> _Task to carry out_
Render the lines as a Markdown table with columns Row and Line, numbering each line and leaving out blank lines. Begin at the line that contains "Rapid-fire question: Look at the image and locate the road" and stop after the line that contains "[0,1,1350,193]".

> _Records provided_
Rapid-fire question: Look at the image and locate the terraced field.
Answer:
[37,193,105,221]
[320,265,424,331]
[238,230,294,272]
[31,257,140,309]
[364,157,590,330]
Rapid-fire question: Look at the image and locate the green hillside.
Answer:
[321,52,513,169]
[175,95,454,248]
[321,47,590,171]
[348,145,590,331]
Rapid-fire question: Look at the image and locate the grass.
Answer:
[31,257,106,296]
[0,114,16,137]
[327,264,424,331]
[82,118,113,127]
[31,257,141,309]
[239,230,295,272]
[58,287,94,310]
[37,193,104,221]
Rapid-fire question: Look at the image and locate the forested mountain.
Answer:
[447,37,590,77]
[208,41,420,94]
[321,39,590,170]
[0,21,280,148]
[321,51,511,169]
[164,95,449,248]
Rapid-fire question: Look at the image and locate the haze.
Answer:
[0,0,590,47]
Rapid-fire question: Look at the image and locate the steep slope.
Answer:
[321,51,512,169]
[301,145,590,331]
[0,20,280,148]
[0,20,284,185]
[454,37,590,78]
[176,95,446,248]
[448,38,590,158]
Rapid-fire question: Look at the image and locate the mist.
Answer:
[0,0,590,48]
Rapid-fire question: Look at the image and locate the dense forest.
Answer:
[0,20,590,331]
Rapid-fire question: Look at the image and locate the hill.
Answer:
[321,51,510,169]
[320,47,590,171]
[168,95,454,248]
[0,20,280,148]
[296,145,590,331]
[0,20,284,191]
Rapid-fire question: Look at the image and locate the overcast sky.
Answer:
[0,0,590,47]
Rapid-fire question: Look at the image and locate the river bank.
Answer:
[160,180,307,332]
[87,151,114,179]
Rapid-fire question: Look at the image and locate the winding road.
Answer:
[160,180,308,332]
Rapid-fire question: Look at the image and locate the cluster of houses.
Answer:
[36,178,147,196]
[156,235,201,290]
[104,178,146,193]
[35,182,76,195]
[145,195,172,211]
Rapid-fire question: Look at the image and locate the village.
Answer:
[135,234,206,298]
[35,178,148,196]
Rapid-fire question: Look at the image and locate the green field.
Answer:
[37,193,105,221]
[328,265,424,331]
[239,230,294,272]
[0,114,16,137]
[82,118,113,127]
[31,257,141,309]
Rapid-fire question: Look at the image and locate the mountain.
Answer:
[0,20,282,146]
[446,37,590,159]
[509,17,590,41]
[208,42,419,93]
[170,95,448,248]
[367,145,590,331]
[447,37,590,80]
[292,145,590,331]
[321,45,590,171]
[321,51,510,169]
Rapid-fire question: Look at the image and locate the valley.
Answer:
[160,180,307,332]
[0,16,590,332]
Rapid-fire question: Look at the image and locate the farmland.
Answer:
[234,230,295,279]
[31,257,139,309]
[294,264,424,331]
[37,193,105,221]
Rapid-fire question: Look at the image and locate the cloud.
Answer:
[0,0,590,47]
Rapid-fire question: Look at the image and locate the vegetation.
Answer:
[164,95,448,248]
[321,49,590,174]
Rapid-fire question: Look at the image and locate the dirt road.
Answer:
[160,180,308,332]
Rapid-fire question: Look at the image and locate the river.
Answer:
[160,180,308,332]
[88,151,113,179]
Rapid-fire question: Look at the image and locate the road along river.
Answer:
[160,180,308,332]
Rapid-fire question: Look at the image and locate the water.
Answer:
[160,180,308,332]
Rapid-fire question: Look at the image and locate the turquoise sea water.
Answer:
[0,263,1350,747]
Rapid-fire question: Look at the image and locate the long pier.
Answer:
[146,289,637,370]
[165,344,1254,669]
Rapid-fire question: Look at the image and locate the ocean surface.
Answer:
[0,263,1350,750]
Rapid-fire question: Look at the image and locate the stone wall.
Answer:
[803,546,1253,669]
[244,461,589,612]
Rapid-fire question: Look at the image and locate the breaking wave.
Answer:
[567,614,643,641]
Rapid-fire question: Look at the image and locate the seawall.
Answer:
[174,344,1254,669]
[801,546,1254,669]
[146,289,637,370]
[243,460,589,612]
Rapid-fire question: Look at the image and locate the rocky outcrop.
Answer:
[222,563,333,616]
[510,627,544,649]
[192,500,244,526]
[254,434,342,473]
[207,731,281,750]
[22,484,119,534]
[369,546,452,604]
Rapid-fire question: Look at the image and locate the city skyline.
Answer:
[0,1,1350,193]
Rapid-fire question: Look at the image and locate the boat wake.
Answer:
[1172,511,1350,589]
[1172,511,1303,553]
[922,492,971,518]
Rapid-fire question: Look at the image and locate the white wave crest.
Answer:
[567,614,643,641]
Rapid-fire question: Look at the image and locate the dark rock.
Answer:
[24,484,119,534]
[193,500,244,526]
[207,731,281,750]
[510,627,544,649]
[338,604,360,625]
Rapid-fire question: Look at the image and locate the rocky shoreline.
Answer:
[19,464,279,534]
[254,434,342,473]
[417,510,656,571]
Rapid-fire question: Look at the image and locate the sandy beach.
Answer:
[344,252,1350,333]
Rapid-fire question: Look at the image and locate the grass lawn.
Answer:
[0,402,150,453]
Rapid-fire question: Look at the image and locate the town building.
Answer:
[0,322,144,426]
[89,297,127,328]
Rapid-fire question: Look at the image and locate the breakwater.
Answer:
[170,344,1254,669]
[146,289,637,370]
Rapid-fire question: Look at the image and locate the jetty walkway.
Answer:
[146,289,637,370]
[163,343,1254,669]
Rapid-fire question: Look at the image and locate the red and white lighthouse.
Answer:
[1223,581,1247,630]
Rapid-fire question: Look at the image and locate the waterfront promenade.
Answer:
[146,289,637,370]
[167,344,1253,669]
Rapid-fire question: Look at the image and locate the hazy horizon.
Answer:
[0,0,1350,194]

> _Correct output_
| Row | Line |
|---|---|
| 1 | Rapid-fire question: Look at the image and locate the road along river. |
| 2 | Answer: |
| 3 | [160,180,308,332] |
| 4 | Rapid-fire question: Look at the image and locate the water. |
| 5 | Answer: |
| 6 | [160,180,308,332] |
| 7 | Rapid-fire question: Look at the image and locate the turquoise sea water. |
| 8 | Answer: |
| 9 | [0,263,1350,747] |
| 10 | Rapid-fire question: Look at the image and locate the long pier. |
| 11 | Answer: |
| 12 | [146,289,637,370] |
| 13 | [165,344,1254,669] |
| 14 | Rapid-fire question: Look at the image and locate the ocean surface. |
| 15 | Answer: |
| 16 | [0,263,1350,750] |
| 17 | Rapid-fire question: Look at the image and locate the stone wall. |
| 18 | Answer: |
| 19 | [803,546,1253,669] |
| 20 | [244,461,589,612] |
| 21 | Rapid-fire question: Look at the image and locate the breaking wave. |
| 22 | Answer: |
| 23 | [567,614,643,641] |
| 24 | Rapid-fire question: Look at the image and locate the seawall. |
| 25 | Answer: |
| 26 | [174,344,1254,669] |
| 27 | [801,546,1254,669] |
| 28 | [146,289,637,370] |
| 29 | [243,460,589,612] |
| 30 | Rapid-fire question: Look at the image and locate the rocky outcrop. |
| 31 | Answer: |
| 32 | [222,563,333,616] |
| 33 | [510,627,544,649] |
| 34 | [192,500,244,526] |
| 35 | [254,434,342,473] |
| 36 | [207,731,281,750] |
| 37 | [22,484,119,534] |
| 38 | [369,546,452,604] |
| 39 | Rapid-fire question: Look at the image and locate the city skyline. |
| 40 | Answer: |
| 41 | [0,1,1350,193] |